- Task objective -
Your task is to transcribe the data in full.
----
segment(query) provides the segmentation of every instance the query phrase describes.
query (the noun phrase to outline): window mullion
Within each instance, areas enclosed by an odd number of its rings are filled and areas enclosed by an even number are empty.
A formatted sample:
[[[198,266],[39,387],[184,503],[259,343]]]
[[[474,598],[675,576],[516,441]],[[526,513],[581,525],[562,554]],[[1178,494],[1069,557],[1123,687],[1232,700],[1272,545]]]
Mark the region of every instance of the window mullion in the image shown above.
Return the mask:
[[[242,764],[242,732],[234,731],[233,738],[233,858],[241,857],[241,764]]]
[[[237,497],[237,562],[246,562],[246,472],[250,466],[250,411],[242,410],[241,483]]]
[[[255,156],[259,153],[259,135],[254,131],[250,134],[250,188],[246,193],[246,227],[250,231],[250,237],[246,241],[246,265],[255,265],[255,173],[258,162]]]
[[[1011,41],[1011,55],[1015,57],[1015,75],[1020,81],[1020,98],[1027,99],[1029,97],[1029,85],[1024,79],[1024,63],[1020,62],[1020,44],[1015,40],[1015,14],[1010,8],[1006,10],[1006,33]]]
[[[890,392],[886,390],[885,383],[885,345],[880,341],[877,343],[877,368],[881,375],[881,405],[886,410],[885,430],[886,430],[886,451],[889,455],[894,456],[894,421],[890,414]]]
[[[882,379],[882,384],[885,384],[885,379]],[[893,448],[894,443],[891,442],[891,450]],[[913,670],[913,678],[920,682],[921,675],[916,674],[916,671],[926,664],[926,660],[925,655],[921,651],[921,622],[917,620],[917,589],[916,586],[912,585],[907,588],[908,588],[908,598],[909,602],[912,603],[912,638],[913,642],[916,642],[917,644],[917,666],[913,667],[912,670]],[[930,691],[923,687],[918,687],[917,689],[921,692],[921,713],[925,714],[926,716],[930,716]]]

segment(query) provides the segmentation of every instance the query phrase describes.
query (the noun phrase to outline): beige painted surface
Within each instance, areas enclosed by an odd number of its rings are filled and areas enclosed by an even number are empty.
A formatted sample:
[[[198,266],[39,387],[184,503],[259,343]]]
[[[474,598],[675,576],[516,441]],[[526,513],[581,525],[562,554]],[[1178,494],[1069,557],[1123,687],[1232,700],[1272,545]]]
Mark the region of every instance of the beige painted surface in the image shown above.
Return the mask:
----
- Solution below -
segment(query) provides the segmentation of every instance the query phrase describes.
query (the noun phrase to outline): window mullion
Within each instance, areas enclosed by an odd number of its rings are filled and areas enclosed by an even number are empty.
A formatted sample:
[[[198,266],[39,387],[184,503],[259,343]]]
[[[474,598],[675,576],[516,441]],[[526,513],[581,525],[562,554]],[[1178,494],[1069,557],[1123,687],[1232,700],[1272,545]]]
Mark the region of every instance of the window mullion in the image shown above.
Return the mask:
[[[242,764],[242,732],[234,731],[233,738],[233,858],[241,857],[241,764]]]
[[[237,497],[237,562],[246,562],[246,472],[250,466],[250,411],[242,410],[241,483]]]
[[[255,156],[259,153],[259,135],[254,131],[250,134],[250,188],[246,193],[246,227],[250,231],[250,237],[246,241],[246,265],[255,265],[255,173],[258,162]]]
[[[1011,41],[1011,55],[1015,57],[1015,75],[1020,81],[1020,98],[1027,99],[1029,97],[1029,85],[1024,79],[1024,63],[1020,62],[1020,44],[1015,40],[1015,14],[1010,8],[1006,10],[1006,33]]]
[[[890,392],[886,390],[885,383],[885,345],[880,341],[877,343],[877,368],[881,375],[881,405],[886,410],[885,430],[886,430],[886,451],[889,455],[894,456],[894,421],[890,414]]]
[[[882,379],[882,384],[885,384],[885,379]],[[893,448],[894,443],[891,442],[891,450]],[[913,670],[913,678],[920,682],[921,675],[916,674],[916,671],[926,664],[926,660],[925,655],[921,651],[921,622],[917,620],[917,589],[916,586],[912,585],[907,588],[908,588],[908,598],[909,602],[912,603],[912,638],[913,642],[916,642],[917,644],[917,666],[913,667],[912,670]],[[930,691],[923,687],[918,687],[917,689],[921,692],[921,713],[925,714],[926,716],[930,716]]]

segment(query) provides the segmentation of every instance the query phrase describes.
query (the noun phrase to outline): beige painted surface
Within each instance, areas enclosed by an odd number of its rings are filled and areas enclosed by an even number are empty.
A formatted sample:
[[[198,266],[39,387],[184,503],[259,343]]]
[[[474,598],[675,576],[516,441]],[[526,513],[581,525],[562,554]],[[1178,494],[1069,557],[1123,687],[1232,700],[1272,545]]]
Mark the region of every instance of the beige painted surface in the image shown above.
Return the mask:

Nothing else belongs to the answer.